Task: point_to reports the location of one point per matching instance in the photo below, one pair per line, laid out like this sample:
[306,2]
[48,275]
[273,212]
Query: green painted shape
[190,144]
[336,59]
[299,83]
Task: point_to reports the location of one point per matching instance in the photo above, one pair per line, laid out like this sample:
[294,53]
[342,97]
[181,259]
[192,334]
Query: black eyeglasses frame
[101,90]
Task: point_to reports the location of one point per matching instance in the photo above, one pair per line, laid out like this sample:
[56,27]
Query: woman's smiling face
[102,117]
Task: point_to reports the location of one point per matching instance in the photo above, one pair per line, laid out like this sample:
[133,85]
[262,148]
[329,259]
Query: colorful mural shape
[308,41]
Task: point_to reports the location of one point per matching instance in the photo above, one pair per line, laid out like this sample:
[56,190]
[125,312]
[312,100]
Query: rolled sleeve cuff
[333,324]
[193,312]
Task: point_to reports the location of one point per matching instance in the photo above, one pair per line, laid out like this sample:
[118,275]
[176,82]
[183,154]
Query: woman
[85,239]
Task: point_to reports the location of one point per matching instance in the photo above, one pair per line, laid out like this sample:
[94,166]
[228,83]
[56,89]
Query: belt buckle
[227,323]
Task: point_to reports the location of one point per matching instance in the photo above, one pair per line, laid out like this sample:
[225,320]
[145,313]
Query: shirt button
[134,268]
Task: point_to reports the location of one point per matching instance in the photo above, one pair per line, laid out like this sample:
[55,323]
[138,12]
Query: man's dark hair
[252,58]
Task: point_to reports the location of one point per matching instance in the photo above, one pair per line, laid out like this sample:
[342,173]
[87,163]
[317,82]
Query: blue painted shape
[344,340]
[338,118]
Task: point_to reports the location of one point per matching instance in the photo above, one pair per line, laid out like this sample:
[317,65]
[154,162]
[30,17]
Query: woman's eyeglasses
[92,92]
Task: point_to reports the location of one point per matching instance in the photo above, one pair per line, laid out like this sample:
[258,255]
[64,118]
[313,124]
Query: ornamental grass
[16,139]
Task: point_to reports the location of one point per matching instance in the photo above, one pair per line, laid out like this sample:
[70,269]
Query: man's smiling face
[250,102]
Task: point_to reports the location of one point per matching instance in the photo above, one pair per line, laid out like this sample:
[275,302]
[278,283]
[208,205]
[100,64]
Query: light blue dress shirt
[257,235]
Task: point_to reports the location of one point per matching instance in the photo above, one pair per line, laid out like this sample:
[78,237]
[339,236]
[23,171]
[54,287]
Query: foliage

## SHORT PROBLEM
Extract every record. Keep wording exact.

## TASK OUTPUT
Task: point_to reports the location of one point per matching instance in the photo below, one pair per line, laid out like this sample:
[306,2]
[48,275]
[273,212]
Query: green painted shape
[190,144]
[336,59]
[299,83]
Task: point_to reports the location of one point per matching instance in the photo above, one pair per line, laid out like this sample:
[294,53]
[342,97]
[181,259]
[192,334]
Query: black eyeglasses frame
[101,90]
Task: point_to reports the location of one point per matching instance in the photo above, one pair per line, laid out like this sample:
[56,27]
Query: woman's smiling face
[102,117]
Task: point_to reports the location of one point per matching instance in the photo above, one pair per line, laid out like this sample:
[133,85]
[262,148]
[329,259]
Query: colorful mural shape
[308,41]
Task: point_to reports the location of one point per matching instance in the photo above, one pair per line, laid out like this sample:
[56,190]
[125,312]
[312,100]
Query: rolled sleeve cuff
[333,324]
[193,312]
Task: point_to reports the location of one point per matching instance in the photo above, one pair per line, laid out like this sample:
[118,275]
[176,82]
[183,154]
Query: woman
[85,239]
Task: point_to reports the location of one point per matching instance in the photo above, one pair per line, laid out like this sample:
[94,166]
[228,83]
[56,89]
Query: belt buckle
[227,323]
Task: point_to reports the location of one point per matching instance in the photo above, one pair per line, laid out like this sample:
[225,320]
[145,313]
Query: shirt button
[134,268]
Task: point_to reports the location of one point per matching instance in the photo above, one pair per line, laid out like this sample:
[55,323]
[138,12]
Query: man's dark hair
[252,58]
Task: point_to reports the location of one point per matching instance in the photo above, one pair per line, laid out like this sample:
[342,173]
[87,163]
[317,82]
Query: blue painted shape
[344,340]
[338,118]
Task: point_to reports the location of one point per matching instance in the photo above, one pair per line, laid out like this sample:
[317,65]
[154,162]
[30,17]
Query: woman's eyeglasses
[92,92]
Task: point_to reports the location of one point per matching instance in the photo above, one pair per line, laid out like this sample:
[258,255]
[64,118]
[313,124]
Query: ornamental grass
[16,139]
Task: point_to reports the location of one point per matching instance in the photo above, one pair per line, laid out like this sample:
[70,269]
Query: man's smiling face
[250,102]
Task: point_to reports the location of one point per matching instance in the photo above, one pair per line, laid out like this sample:
[275,302]
[278,283]
[208,205]
[100,64]
Query: light blue dress shirt
[257,235]
Task: point_to reports the location of one point per matching instance in the photo above, one pair per line, laid out like this sample:
[78,237]
[339,236]
[23,171]
[54,287]
Query: foliage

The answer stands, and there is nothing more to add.